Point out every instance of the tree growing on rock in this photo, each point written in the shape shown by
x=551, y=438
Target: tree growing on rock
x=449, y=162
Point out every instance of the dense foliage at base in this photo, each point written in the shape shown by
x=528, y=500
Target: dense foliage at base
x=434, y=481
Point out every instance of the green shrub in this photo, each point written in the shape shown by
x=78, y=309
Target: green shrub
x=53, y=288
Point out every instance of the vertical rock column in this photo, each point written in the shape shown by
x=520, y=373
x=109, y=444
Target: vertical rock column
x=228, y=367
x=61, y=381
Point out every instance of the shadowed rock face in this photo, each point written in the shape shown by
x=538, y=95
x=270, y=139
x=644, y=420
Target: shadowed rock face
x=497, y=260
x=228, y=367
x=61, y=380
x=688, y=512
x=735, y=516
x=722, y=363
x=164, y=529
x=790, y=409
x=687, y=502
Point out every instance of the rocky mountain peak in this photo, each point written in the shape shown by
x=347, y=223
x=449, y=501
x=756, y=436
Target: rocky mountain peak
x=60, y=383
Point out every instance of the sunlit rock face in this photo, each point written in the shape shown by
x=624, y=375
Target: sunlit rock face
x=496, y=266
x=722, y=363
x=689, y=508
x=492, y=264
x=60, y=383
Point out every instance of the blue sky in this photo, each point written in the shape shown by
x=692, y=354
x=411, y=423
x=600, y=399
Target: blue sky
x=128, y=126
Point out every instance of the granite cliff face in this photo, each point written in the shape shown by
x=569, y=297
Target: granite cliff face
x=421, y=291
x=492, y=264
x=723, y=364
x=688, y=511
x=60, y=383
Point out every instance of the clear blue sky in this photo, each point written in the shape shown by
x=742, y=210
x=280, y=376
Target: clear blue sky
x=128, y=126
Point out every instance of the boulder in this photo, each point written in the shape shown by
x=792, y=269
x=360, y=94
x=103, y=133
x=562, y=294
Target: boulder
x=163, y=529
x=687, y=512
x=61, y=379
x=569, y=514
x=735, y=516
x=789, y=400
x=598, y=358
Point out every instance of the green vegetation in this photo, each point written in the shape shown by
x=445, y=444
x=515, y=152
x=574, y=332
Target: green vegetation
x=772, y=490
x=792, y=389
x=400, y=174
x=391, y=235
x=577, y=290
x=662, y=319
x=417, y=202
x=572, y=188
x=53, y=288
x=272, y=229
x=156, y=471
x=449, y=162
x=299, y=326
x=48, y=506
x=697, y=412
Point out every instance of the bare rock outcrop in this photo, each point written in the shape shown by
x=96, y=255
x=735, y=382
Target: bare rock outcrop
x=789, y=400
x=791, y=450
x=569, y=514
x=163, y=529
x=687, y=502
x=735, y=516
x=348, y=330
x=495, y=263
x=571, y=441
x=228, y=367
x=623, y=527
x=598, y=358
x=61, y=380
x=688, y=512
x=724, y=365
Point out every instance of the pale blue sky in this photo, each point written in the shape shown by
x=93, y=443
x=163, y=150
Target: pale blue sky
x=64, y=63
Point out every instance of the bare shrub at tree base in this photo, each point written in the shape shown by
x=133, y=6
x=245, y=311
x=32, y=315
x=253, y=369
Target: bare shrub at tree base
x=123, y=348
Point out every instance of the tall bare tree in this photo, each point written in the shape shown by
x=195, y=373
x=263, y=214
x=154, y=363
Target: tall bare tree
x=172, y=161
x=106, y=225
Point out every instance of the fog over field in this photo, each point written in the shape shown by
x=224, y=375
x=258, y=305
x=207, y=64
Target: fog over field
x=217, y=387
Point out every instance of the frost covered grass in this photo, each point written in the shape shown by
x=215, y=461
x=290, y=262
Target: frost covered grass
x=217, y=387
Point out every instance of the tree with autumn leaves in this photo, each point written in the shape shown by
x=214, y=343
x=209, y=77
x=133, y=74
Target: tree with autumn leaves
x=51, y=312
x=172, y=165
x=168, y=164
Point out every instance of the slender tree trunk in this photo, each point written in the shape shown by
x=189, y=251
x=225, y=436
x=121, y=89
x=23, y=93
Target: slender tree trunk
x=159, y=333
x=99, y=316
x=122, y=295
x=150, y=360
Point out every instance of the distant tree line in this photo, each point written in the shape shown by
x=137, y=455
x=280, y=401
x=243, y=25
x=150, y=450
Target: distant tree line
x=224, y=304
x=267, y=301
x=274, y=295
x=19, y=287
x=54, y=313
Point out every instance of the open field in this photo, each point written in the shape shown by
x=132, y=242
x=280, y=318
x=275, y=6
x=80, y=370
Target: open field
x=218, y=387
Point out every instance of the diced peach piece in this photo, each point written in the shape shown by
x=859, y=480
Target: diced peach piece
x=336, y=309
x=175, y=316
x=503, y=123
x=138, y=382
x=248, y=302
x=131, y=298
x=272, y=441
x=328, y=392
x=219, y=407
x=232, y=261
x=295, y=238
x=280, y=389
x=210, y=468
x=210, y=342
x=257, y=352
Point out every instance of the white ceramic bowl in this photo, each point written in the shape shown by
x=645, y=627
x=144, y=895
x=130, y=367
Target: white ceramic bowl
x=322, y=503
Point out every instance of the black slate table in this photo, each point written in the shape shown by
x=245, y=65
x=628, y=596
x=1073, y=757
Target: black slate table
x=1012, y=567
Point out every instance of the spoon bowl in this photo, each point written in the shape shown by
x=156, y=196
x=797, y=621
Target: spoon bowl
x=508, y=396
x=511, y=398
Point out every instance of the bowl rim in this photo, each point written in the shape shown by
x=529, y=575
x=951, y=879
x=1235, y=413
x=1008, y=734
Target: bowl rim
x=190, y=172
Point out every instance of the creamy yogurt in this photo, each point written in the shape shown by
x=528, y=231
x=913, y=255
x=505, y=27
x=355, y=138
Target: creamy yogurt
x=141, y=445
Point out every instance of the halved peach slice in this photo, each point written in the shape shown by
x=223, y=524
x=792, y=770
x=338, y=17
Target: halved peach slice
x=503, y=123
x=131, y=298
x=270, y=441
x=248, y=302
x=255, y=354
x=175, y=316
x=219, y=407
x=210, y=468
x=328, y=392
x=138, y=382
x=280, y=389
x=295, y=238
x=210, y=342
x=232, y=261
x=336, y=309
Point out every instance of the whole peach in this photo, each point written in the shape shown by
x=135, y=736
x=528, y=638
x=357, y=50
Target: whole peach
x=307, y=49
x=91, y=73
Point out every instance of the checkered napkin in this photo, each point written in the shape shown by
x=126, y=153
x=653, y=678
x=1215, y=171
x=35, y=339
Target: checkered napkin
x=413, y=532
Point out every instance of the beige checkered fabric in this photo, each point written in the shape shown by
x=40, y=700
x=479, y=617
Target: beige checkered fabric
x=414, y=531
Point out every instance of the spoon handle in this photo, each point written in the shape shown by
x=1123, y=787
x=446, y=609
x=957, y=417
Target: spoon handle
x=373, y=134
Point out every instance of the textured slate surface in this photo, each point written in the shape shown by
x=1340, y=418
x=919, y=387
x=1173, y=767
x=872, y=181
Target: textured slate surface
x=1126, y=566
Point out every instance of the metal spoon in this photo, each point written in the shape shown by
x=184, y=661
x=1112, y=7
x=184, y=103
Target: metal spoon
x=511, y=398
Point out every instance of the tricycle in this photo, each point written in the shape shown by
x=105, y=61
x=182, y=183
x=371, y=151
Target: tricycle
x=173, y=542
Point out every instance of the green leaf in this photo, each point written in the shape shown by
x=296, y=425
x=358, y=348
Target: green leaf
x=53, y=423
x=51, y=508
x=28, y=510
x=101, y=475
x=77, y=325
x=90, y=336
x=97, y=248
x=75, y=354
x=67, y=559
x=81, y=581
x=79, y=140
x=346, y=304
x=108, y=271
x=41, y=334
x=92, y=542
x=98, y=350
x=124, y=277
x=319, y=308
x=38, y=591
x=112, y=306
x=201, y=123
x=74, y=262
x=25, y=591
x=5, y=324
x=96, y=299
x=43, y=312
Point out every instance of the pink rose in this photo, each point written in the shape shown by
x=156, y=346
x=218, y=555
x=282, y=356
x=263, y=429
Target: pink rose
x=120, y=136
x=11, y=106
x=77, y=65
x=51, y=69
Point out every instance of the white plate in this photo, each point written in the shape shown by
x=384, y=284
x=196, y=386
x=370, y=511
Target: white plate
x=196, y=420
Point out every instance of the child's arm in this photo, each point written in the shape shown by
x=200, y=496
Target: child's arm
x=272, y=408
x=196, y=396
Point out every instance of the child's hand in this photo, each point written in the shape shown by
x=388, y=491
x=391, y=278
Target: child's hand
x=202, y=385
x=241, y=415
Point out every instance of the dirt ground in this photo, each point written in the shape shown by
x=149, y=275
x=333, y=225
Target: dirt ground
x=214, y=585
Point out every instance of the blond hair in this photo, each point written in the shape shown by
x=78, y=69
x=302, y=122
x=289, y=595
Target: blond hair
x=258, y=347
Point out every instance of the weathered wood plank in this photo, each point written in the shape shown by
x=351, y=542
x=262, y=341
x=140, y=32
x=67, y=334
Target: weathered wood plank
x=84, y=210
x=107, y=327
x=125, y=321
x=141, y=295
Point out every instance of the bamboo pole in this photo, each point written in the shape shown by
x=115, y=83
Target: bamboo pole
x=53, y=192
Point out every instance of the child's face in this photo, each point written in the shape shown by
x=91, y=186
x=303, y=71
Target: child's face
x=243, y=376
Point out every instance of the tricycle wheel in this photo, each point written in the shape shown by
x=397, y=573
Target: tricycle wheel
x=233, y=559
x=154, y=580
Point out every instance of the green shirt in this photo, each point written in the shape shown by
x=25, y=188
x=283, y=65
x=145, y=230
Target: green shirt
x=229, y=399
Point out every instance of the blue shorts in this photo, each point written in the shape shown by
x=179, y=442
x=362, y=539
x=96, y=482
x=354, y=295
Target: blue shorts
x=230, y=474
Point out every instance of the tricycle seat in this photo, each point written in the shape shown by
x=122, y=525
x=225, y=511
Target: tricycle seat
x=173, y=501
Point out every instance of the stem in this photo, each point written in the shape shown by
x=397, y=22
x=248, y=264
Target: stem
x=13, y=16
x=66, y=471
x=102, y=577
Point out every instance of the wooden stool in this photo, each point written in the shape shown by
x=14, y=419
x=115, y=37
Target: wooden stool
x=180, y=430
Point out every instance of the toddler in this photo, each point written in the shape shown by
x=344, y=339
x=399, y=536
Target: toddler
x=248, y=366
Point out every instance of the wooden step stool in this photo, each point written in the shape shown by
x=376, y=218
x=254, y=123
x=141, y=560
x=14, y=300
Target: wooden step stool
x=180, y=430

▶ [TASK INSTRUCTIONS] Lay out as a numbered list the lines of the records from the line with "Point out every instance of the tall" to the line with "x=106, y=225", both included and blank lines left out.

▶ [WRITTEN REPLY]
1. Point out every instance of the tall bare tree in this photo, each point written in the shape shown by
2. x=195, y=373
3. x=263, y=214
4. x=154, y=363
5. Target: tall bare tree
6. x=172, y=161
7. x=106, y=225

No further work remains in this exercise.